* [QUOTED TEXT]
[Start]

# Home Made Laundry Soap



## Ninn (Oct 28, 2006)

This was well worth the effort. Less than $10 for everything I need to make nearly 4 months worth of laundry soap. I usually spend that much on soap in a month! Not to mention bleach and fabric softener. 

I made my first batch last night and I love how it came out. I used the dry recipe, as storage space in the bathroom is at a premium and a 5 gallon bucket of the wet is just too heavy for me to move. A single batch fills an old plastic koolaid mix container about 2/3 of the way up. I stuck a 1T measuring spoon in it and the lid still went on nicely. 

My clothes are washing in it now, I did the sheets and comforter last night. We'll see how the jeans and towels come out later. The only softener I'm using is 1/4 of white vinegar in the first rinse, to be sure we leave no soap residue behind. 

If you haven't already tried it, the FN soap actually works pretty good for washing dishes, too! This I discovered when I was finishing up and had to wash the grater. It did better than my Dawn liquid! I'm wondering about melting some down and making liquid soap from it for dishwashing. I like the smell, too. Very clean, no perfumes or dyes or anything like that in my clothes. 

Next step? Finally getting my clothesline put up out back. Just have to figure out what I can attach it to!


----------



## cow whisperer (May 3, 2007)

Congrats Ninn... I also used the FN soap.... I loved the scent of it...

When I had all the kids at home and living on the farm, and I was doing 4 - 5 loads a day.... But now it's just DH & I here, no farm.... and I do laundry once a week, 5 loads, including sheets & towels.... I spend $16 on the big container of Gain, and it lasts me 6 months ( I don't use anywhere near the amount they tell you too, and my clothes are still clean)....


----------



## Ninn (Oct 28, 2006)

The real test was Mark's work clothes and Kevin's barn clothes. They came out great! Kevin said his jeans have not been that clean in a long time. I used 1 1/2 T for his work jeans, in hot water. I let them soak for 20 mins, then wash and rinse as usual. No softener in the machine, just 1/2 of a cheap dryer sheet in the dryer for 20 mins, then hang to finish drying. They look so good!


----------



## COSunflower (Dec 4, 2006)

Ninn - What is the recipe for the dry one? I made the liquid but like you said - that 5 gal bucket takes up alot of room on my laundry counter!


----------



## Ninn (Oct 28, 2006)

1 bar of fels naptha, grated fine to medium fine
2 cups each borax, washing soda and oxyclean. (i use the cheap stuff from the dollar store, but you don't have to use it at all. This will fill a medium sized cardboard oatmeal box or a coffee can. 

I use 2 T for heavily soiled loads, start the water and soap to be sure the soap dissolves. Then add clothes and wash as usual. 1/4 vinegar in the rinse water to be sure there is no soap residue in fabrics.


----------



## COSunflower (Dec 4, 2006)

[End]

* [TASKS TO CARRY OUT]
1) In the laundry soap thread, copy the passage from "My clothes are washing" to "in my clothes.", swapping "comforter" for "quilt".
2) Turn the laundry soap thread's paragraph that starts "The real test was Mark's work clothes" into a short list that keeps its main facts.
These rows have no connection to the laundry soap thread.

* [RECORDED INFORMATION]
[Start]

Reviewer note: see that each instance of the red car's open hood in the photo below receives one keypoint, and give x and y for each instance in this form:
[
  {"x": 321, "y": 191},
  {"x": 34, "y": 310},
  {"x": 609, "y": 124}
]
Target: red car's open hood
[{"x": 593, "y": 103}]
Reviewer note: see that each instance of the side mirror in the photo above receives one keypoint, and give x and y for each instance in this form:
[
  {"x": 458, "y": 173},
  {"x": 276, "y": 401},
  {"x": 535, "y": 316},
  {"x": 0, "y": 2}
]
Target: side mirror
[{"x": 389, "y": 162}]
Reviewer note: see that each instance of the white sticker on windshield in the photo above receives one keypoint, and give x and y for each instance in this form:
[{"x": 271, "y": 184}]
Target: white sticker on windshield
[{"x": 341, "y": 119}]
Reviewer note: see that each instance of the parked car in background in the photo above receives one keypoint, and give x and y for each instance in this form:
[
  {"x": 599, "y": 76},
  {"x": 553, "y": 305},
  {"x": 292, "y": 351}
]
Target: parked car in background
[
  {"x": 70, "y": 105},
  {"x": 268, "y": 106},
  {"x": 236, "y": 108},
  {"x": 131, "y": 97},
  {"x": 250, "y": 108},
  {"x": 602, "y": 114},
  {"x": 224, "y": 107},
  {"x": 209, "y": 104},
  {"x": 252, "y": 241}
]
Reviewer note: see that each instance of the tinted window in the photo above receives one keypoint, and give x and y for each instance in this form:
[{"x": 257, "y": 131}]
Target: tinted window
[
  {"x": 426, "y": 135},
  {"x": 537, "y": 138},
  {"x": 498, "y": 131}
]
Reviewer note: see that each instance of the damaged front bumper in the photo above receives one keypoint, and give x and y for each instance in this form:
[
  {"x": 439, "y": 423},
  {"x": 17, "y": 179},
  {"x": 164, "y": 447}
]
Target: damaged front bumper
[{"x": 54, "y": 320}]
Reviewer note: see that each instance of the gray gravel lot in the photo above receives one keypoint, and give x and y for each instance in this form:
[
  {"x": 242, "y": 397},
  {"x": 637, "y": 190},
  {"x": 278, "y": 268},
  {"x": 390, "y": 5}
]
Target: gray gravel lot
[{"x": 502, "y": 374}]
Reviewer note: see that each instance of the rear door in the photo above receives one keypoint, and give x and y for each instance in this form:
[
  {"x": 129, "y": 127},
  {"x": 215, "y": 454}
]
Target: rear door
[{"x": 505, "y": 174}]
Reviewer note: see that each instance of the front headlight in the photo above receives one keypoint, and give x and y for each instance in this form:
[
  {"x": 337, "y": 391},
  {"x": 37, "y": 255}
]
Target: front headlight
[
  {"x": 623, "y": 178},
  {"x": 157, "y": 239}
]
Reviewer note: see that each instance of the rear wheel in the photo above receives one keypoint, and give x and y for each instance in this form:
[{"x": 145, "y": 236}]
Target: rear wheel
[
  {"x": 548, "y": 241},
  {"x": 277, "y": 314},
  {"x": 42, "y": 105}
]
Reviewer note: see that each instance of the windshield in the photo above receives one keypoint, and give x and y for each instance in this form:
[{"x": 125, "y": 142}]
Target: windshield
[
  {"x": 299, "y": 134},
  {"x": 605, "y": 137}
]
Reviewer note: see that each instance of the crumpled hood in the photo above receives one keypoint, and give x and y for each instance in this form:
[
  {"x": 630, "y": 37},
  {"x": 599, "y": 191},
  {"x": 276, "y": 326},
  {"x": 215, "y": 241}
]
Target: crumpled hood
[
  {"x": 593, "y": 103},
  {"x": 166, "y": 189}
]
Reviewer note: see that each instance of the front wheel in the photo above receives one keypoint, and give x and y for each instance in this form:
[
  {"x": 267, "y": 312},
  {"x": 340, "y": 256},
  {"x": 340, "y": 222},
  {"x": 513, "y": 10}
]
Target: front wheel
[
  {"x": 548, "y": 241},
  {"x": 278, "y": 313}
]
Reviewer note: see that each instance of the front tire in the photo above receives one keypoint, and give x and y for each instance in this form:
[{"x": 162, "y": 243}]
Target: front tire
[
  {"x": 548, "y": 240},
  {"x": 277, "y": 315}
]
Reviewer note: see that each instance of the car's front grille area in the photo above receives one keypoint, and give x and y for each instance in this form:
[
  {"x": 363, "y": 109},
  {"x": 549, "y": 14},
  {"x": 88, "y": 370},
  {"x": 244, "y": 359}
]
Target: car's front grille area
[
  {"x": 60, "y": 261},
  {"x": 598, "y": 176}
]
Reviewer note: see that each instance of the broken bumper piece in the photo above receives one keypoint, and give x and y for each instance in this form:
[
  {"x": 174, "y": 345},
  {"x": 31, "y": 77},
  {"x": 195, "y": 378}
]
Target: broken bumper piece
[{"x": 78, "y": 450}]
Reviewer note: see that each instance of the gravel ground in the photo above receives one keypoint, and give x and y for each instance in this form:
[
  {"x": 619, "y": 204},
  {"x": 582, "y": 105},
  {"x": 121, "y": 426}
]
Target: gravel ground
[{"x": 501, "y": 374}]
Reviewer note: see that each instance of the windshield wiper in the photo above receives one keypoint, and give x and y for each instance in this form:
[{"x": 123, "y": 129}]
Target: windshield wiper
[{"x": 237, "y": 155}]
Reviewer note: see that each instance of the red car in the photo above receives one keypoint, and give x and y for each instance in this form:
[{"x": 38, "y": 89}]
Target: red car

[End]

* [FINAL ANSWERS]
1)
My clothes are washing in it now, I did the sheets and quilt last night. We'll see how the jeans and towels come out later. The only softener I'm using is 1/4 of white vinegar in the first rinse, to be sure we leave no soap residue behind. 

If you haven't already tried it, the FN soap actually works pretty good for washing dishes, too! This I discovered when I was finishing up and had to wash the grater. It did better than my Dawn liquid! I'm wondering about melting some down and making liquid soap from it for dishwashing. I like the smell, too. Very clean, no perfumes or dyes or anything like that in my clothes.

2)
- Tested on Mark's work clothes and Kevin's barn clothes, and both came out great.
- Kevin said his jeans hadn't been that clean in a long time.
- For the work jeans: 1 1/2 T of soap in hot water, a 20-minute soak, then a normal wash and rinse.
- No softener in the machine. Half a cheap dryer sheet went in the dryer for 20 minutes, and then the clothes were hung to finish drying.